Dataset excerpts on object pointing
>> start
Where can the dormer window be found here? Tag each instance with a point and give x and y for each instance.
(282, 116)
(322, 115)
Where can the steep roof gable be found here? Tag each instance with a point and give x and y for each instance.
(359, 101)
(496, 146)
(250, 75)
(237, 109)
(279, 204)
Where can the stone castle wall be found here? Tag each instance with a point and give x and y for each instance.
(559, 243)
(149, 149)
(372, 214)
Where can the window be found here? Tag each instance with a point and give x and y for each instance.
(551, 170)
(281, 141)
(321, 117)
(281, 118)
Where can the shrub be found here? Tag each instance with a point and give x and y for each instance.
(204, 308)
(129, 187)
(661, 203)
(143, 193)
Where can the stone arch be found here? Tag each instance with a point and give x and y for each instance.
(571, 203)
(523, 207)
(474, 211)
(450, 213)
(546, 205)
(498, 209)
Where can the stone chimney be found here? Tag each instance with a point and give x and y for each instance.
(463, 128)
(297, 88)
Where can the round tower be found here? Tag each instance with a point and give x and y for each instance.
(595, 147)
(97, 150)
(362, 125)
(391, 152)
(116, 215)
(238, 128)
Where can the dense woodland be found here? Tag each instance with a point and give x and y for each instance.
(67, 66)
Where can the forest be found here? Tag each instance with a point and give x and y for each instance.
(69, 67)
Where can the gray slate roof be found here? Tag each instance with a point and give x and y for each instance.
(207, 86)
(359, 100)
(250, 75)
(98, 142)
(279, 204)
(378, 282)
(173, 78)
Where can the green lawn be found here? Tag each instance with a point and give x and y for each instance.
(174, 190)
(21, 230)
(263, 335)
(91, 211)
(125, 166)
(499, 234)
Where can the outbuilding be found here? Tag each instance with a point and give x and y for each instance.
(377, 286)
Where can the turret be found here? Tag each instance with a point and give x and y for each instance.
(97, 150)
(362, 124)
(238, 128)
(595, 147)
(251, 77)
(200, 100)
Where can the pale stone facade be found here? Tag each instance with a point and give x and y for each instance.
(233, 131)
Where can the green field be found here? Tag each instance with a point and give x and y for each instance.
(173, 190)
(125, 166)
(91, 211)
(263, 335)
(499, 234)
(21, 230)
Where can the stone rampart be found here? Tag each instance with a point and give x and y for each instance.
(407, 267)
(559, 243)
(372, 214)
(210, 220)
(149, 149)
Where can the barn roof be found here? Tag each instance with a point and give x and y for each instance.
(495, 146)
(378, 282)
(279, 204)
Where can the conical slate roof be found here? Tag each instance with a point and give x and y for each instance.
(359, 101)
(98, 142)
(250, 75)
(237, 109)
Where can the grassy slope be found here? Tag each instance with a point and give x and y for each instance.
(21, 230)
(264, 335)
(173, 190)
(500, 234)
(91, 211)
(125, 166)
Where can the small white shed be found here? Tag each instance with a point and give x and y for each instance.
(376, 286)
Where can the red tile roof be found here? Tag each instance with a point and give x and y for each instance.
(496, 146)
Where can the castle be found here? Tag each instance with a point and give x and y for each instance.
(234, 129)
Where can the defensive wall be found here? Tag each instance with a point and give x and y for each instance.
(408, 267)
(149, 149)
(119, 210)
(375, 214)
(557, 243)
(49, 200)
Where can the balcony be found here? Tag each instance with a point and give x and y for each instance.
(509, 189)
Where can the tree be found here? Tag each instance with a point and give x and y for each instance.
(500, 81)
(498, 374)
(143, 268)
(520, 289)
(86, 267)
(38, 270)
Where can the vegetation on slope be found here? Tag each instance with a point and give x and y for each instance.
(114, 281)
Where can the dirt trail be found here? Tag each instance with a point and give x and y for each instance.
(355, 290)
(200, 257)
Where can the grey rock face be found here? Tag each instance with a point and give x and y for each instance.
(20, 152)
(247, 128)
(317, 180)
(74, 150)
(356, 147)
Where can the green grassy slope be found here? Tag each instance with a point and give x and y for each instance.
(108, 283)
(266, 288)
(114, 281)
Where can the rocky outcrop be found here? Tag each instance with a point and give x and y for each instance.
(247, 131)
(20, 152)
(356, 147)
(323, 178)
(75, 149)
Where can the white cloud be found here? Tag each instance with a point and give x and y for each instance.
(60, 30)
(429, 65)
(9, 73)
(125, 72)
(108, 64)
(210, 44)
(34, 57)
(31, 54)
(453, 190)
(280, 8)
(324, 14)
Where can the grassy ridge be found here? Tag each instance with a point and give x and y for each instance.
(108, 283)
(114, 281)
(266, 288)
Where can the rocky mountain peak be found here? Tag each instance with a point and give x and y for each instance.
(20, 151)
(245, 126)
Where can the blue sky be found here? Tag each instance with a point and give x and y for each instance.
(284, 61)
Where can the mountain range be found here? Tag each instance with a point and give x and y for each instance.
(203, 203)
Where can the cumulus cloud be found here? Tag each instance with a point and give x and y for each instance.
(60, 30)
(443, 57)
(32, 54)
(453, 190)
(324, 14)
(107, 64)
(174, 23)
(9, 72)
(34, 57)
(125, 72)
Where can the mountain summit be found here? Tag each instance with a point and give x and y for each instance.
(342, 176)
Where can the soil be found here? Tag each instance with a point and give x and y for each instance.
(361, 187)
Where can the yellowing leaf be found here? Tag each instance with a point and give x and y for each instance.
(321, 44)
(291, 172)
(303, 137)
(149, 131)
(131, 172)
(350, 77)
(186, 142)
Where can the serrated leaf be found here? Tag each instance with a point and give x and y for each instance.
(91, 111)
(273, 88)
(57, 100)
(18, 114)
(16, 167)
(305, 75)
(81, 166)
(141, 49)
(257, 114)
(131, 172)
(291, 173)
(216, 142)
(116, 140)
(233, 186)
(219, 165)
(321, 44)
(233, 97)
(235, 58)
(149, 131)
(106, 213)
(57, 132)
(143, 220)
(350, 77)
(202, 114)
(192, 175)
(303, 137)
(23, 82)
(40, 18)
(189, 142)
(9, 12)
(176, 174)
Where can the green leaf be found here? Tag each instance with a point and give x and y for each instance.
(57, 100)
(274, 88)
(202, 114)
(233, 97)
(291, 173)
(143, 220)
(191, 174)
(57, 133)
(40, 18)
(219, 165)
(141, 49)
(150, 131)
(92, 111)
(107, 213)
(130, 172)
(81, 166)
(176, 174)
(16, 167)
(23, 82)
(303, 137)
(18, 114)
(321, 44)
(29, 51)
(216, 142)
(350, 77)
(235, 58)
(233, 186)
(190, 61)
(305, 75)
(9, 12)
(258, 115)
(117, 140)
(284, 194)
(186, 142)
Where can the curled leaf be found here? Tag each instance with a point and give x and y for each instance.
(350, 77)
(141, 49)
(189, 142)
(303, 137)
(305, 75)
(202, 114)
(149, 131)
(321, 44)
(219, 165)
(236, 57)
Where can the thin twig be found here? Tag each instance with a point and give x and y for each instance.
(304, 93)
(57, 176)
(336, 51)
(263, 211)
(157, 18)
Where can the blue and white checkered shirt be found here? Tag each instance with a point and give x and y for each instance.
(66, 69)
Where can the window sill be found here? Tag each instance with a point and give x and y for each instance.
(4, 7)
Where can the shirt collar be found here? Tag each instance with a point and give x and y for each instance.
>> end
Request: Output the data above exactly, please, line for line.

Exercise solution:
Where can the dormer window be found here? Tag each instance with a point and give x and y for each instance.
(282, 116)
(322, 115)
Where can the steep roof gable be found here? Tag each instance with a point and give x and y for each instance.
(359, 101)
(496, 146)
(250, 75)
(237, 109)
(279, 204)
Where can the stone castle wall be found here? Tag each instance with a point and give x and y for each instance.
(559, 243)
(149, 149)
(372, 214)
Where can the window be found here? Tag each instance with a point and give x and y for each instance.
(551, 170)
(281, 141)
(321, 117)
(281, 118)
Where can the shrub be found here? Tag each instance with a point and give x and y for each instance.
(204, 308)
(129, 187)
(661, 203)
(143, 193)
Where can the stone arch be found here? Tag each instance with a point and give x and y for each instance.
(571, 203)
(523, 207)
(474, 211)
(450, 213)
(546, 205)
(498, 209)
Where can the stone chimney be found here? Tag each instance with a point and give x and y for each instance.
(463, 128)
(297, 88)
Where can the round tower be found here? Tag each instance with a point and give x and y for each instance.
(595, 147)
(97, 150)
(362, 125)
(391, 152)
(116, 215)
(238, 128)
Where can the dense woodland be found here? Tag each instance with a point and give x and y for each instance.
(67, 66)
Where can the forest be found here? Tag each instance with a point and give x and y for each instance.
(69, 67)
Where can the gray slate roof be found here? Tag each instance with a point and give x and y for each instance.
(207, 86)
(359, 100)
(250, 75)
(98, 142)
(279, 204)
(378, 282)
(173, 78)
Where can the green lawn be found here? Tag each instance with a point and give x and y for each instance.
(174, 190)
(21, 230)
(263, 335)
(91, 211)
(125, 166)
(499, 234)
Where can the outbuilding be found here? Tag each instance with a point and give x and y for each instance.
(377, 286)
Where can the turret be found here? Tag each instance with a point and give x and y for each instance.
(97, 150)
(362, 124)
(238, 128)
(595, 147)
(251, 77)
(200, 100)
Where can the pale stone facade be found here? Tag each instance with a point and give x and y for each instance.
(233, 131)
Where can the green field be found here? Tag each instance with a point and give x and y for each instance.
(173, 190)
(125, 166)
(91, 211)
(263, 335)
(499, 234)
(21, 230)
Where can the stone rampart be found here? Tag each instance with a point and give x and y for each instance.
(407, 267)
(559, 243)
(372, 214)
(210, 220)
(149, 149)
Where can the barn roof be found here? Tag each instance with a point and give x and y for each instance.
(495, 146)
(378, 282)
(279, 204)
Where can the conical slate roof be found here? Tag each instance with a point and give x and y for each instance.
(359, 101)
(98, 142)
(250, 75)
(237, 109)
Where can the grassy slope be found here? Tag each instance with a point and give x and y for each instance.
(21, 230)
(264, 335)
(173, 190)
(500, 234)
(91, 211)
(125, 166)
Where can the small white shed be found here? Tag each instance with a point and give x and y for each instance.
(376, 286)
Where can the red tile roof be found here? Tag each instance with a point and give x and y for each instance.
(496, 146)
Where can the castle be found here? Tag each instance with a point and give x and y for each instance.
(234, 129)
Where can the defensive wall be found here? Tag each instance with a point and give x and y for each instance.
(408, 267)
(149, 149)
(119, 210)
(375, 214)
(557, 243)
(49, 200)
Where can the balcony be found here? Tag each instance with a point and give x and y for each instance.
(509, 189)
Where can the tree be found here? Tag each instance with a point and give x and y for each instance.
(500, 81)
(498, 374)
(143, 268)
(520, 289)
(86, 267)
(38, 270)
Where can the vegetation on slope be found here? Tag each instance with a point and give x and y for each instance.
(114, 281)
Where can the dirt trail be found here? Tag each instance with a point and give x and y for each instance.
(355, 290)
(200, 257)
Where can the grey rock face be found here? Tag each instance with a point and give x and y for each instance.
(20, 152)
(247, 128)
(317, 180)
(74, 150)
(356, 147)
Where can the green grassy slope be found here? Tag each instance with a point and give x and y for each instance.
(108, 283)
(266, 288)
(114, 281)
Where can the rocky outcrop be found here? Tag each instance with a point and give x and y for each instance.
(247, 131)
(20, 152)
(356, 147)
(323, 178)
(75, 149)
Where can the white cloud be found here? Tag each instance with a point and give x and y for each instance.
(60, 30)
(429, 65)
(9, 73)
(125, 72)
(108, 64)
(210, 44)
(34, 57)
(31, 54)
(453, 190)
(280, 8)
(324, 14)
Where can the grassy ridge be found here? Tag each instance with a point and give x and y for each instance.
(108, 283)
(114, 281)
(266, 288)
Where can the rocky mountain peak be found here? Tag each instance with a point and give x and y for each instance.
(20, 151)
(245, 126)
Where can the blue sky be found here? Tag each instance with a point and give x and y for each instance.
(284, 61)
Where can the mountain range be found here? Tag each instance with a point and give x and y for each instance.
(203, 203)
Where can the cumulus cloud be found here? Tag each instance with a point and give x and y for each instance.
(60, 30)
(443, 57)
(32, 54)
(453, 190)
(324, 14)
(107, 64)
(174, 23)
(9, 72)
(34, 57)
(125, 72)
Where can the mountain summit be found here? Tag each instance with a point and give x and y for each instance.
(342, 176)
Where can the soil be found here? Tag each instance with a point and give x and y for each instance.
(361, 187)
Where can the yellowing leaf be found here? Tag each instance with a point and give x and y for each instance.
(321, 44)
(291, 172)
(303, 137)
(149, 131)
(131, 172)
(350, 77)
(186, 142)
Where can the serrated leaf be found here? Tag each instance with a point and give x and y for each instance.
(91, 111)
(273, 88)
(57, 100)
(18, 114)
(16, 167)
(305, 75)
(81, 166)
(141, 49)
(257, 114)
(131, 172)
(291, 173)
(216, 142)
(116, 140)
(233, 186)
(219, 165)
(321, 44)
(233, 97)
(235, 58)
(149, 131)
(106, 213)
(57, 132)
(143, 220)
(350, 77)
(202, 114)
(192, 175)
(303, 137)
(23, 82)
(40, 18)
(189, 142)
(9, 12)
(176, 174)
Where can the green leaf be found here? Tag each instance with a point and give x and y for each instance.
(57, 100)
(274, 88)
(202, 114)
(233, 97)
(291, 173)
(143, 220)
(191, 174)
(57, 133)
(40, 18)
(219, 165)
(141, 49)
(150, 131)
(92, 111)
(107, 213)
(130, 172)
(81, 166)
(176, 174)
(16, 167)
(23, 82)
(303, 137)
(18, 114)
(321, 44)
(29, 51)
(216, 142)
(350, 77)
(235, 58)
(233, 186)
(190, 61)
(305, 75)
(9, 12)
(258, 115)
(117, 140)
(284, 194)
(186, 142)
Where can the curled leaf be found here? Tag each instance with a point and give x and y for each instance.
(350, 77)
(141, 49)
(189, 142)
(303, 137)
(305, 75)
(202, 114)
(149, 131)
(321, 44)
(219, 165)
(236, 57)
Where can the thin twig be found here? Tag each instance with a point and give x and y for each instance.
(304, 93)
(57, 176)
(336, 51)
(263, 211)
(157, 18)
Where can the blue and white checkered shirt be found here? Tag each instance with a point and give x and y for each instance.
(66, 69)
Where can the window sill be found here? Tag each instance with a point and give x and y for each instance.
(4, 7)
Where can the shirt collar be found here? Tag each instance with a point and give x and y for each instance.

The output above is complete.